* **PROVIDED TEXT**
The Decatur Waterworks was a facility that obtained drinking water for the city of Decatur, Georgia, from the local Peachtree Creek and Burnt Fork Creek. Completed in 1907 and abandoned since the 1940s, the Waterworks have fallen into disrepair and are covered with graffiti. The Decatur Waterworks are in Mason Mill Park, near the city of Decatur.

== Historical designation ==
On March 15, 2006, the Decatur Waterworks was added to the National Register of Historic Places, due to its former industrial significance as a water works, its political importance as Works Progress Administration (WPA) project, and its use as a public park.

== History of the Decatur Water Works ==
Near Decatur Georgia, before the Civil War, in the 1850s, Ezekiel Mason built a flour mill on the bank of Burnt Fork Creek near where it flows into the south fork of Peachtree Creek. This is the mill from which Mason Mill Road and Mason Mill Park derive their names. After the deaths of Mr. Mason and his wife in the late 19th century the land was transferred to J. A. Mason, relationship unknown. The provenance of the property becomes unclear at that point as the DeKalb Historical Society notes show that the J. A. Mason sold the property to the City of Decatur, but Decatur City Council Minutes refer to the property as the "Tallery property", and an option was exercised with C. H. Talley for the purchase of land in October 1906. In any case, records show that a waterworks construction project was completed on the property by December 1907.

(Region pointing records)

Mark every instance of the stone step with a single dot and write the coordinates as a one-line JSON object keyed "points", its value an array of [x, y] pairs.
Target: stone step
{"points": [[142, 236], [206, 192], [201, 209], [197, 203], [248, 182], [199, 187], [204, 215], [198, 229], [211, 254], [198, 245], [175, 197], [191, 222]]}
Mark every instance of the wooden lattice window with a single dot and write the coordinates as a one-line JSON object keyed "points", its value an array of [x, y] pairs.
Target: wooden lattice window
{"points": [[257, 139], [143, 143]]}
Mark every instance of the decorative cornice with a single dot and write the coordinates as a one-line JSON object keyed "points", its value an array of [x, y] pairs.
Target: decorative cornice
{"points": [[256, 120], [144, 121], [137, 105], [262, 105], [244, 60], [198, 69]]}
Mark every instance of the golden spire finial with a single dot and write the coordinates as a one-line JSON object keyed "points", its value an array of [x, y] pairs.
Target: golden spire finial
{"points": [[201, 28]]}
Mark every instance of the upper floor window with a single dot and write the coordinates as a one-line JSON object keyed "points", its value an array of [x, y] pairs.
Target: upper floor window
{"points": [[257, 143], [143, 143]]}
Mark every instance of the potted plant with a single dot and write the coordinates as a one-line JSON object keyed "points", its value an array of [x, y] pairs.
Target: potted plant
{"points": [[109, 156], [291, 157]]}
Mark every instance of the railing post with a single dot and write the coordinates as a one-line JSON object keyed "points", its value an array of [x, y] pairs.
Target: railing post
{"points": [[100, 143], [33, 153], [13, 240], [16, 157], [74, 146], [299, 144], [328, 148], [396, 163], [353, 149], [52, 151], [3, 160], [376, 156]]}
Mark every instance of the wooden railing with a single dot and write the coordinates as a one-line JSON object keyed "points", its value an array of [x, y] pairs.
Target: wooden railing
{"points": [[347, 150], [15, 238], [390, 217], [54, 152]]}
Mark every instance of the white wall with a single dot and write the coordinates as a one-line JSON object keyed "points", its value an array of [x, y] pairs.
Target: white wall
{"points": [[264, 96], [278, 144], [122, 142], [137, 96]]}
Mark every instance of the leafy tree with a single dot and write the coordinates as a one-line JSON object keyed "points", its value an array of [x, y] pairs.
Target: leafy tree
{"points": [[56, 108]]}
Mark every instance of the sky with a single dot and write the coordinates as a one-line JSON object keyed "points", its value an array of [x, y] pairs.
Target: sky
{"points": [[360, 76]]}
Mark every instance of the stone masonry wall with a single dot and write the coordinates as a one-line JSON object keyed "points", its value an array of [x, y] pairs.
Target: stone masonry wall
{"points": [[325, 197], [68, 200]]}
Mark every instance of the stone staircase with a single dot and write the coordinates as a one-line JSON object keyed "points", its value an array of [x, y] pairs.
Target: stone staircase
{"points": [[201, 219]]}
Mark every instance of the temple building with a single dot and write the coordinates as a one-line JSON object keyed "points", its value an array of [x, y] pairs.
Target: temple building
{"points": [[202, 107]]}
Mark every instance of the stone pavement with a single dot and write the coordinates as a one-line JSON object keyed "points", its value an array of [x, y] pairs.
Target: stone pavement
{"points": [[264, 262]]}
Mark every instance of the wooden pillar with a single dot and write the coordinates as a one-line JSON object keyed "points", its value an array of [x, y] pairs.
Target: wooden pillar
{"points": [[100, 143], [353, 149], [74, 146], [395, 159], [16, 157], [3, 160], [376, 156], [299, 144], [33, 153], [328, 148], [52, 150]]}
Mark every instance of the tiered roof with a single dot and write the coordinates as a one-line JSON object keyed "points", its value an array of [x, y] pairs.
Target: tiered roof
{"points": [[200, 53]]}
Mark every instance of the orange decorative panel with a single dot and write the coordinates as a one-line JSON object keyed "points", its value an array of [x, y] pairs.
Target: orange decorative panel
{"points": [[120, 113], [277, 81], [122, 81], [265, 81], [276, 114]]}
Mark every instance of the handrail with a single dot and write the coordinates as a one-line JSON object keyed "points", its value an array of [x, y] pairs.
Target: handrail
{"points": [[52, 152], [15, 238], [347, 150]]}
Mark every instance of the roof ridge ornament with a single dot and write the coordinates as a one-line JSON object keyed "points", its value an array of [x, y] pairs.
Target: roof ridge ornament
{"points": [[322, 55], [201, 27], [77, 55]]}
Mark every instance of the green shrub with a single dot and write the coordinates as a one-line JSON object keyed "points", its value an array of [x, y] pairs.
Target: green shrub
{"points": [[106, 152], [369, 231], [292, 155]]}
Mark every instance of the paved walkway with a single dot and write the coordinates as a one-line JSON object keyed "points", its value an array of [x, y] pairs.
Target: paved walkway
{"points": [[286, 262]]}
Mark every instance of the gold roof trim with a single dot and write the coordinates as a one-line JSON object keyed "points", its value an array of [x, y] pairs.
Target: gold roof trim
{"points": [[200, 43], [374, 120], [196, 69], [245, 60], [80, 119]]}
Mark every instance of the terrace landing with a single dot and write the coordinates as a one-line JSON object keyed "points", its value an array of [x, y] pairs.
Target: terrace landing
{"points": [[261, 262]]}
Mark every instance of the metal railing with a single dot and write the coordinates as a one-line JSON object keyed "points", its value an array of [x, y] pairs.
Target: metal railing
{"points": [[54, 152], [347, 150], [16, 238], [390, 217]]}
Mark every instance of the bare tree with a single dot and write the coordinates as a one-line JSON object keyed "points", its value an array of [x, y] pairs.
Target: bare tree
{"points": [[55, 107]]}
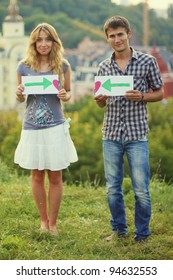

* **WHAT IS NEEDED**
In the text on the Decatur Waterworks, what date was the facility added to the National Register of Historic Places?

* **EXERCISE RESPONSE**
March 15, 2006.